» **Given task 1**: In the structural analysis text, which point does the writer choose for calculating the moment to find the vertical reactions?

» **Text extract**:

^^^^^^^^^^^^^^^^

The first thing to do is to calculate the reactions. In this case you can see that all forces are horizontal and only $R_A$ can withstand horizontal forces, so we already know that $X_A$ will be equal to the negative sum of all external forces (defining positive as to the right): $$X_A = -10 - 3\cdot4 = -22\text{kN}$$

To get the vertical reactions we need to calculate the moment around a given point, which must be equal to zero. I choose point $A$. $$M_A = -3\cdot4\cdot\frac{4}{2} - 10\cdot5 + Y_B\cdot4 = 0\\ \therefore Y_B = 18.5\text{kN}$$

Since the sum of vertical loads must be null, this means that $Y_A = -18.5\text{kN}$. Knowing all the reactions we can now calculate the internal forces.

Let's start at point C. Here we have a concentrated transverse force, which means we'll have a constant shear force of $10\text{kN}$ from C to D. At point C the bending moment will be null, while at point D it will be equal to the product of the force and its lever arm, so $M_{D,C} = 10\cdot1 = -10\text{kNm}$ ($M_{D,C}$ is the moment at D on the side of C. It is negative because I arbitrarily chose counter-clockwise rotations as positive.). Axial forces here will clearly be null.

Now let's go to point B. The reaction gives us a concentrated shear force of $18.5\text{kN}$ along B to D. Just as above, the bending moment at D will therefore be $M_{D,B} = 18.5\cdot4 = +74\text{kNm}$ (the force is trying to rotate point D counter-clockwise, therefore the moment is positive). Once at D, the shear force will become an axial force along A to D, which means this segment will experience tension of $18.5\text{kN}$. The same does not apply to the shear force generated at D because the support at B can't restrain that horizontal force.

^^^^^^^^^^^^^^^^

» **Given task 2**: State how many lines of the records contain the string "dense", counting a line only when the case matches. Reply with the number alone.

» **Material for the task**:
^^^^^^^^^^^^^^^^

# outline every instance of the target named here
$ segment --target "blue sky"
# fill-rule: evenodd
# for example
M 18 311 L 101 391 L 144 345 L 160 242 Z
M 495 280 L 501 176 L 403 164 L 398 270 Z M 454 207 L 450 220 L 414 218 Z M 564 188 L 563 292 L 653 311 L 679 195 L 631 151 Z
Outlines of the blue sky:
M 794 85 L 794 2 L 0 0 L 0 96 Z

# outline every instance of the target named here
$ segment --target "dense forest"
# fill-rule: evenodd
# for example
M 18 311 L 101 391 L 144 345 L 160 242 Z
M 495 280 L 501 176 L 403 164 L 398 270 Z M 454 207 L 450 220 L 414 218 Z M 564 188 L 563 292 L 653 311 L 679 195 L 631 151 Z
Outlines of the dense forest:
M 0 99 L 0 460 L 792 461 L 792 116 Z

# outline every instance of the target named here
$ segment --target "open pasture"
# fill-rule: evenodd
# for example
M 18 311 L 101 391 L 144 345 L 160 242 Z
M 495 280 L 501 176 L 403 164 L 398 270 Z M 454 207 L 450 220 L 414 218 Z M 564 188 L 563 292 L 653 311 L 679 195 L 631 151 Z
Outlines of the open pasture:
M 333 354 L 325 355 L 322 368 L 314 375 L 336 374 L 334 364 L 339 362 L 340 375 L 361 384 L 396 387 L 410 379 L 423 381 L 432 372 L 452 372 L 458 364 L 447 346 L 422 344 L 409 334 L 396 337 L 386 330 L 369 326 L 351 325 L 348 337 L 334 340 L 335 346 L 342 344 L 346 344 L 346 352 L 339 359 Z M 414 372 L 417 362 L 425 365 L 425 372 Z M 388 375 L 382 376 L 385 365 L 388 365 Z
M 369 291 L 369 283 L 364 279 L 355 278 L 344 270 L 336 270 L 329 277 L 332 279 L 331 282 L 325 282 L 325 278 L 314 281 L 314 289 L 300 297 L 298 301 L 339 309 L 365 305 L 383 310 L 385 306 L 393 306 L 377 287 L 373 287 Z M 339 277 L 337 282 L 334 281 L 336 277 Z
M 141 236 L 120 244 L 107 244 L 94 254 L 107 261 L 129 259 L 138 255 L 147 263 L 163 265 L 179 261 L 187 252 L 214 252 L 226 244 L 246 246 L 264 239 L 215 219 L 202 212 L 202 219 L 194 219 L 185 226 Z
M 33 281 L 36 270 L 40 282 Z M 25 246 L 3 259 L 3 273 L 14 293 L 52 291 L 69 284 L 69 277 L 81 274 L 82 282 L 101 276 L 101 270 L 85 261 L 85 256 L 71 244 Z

^^^^^^^^^^^^^^^^

» **Correct response 1**: Point A.

» **Correct response 2**: 2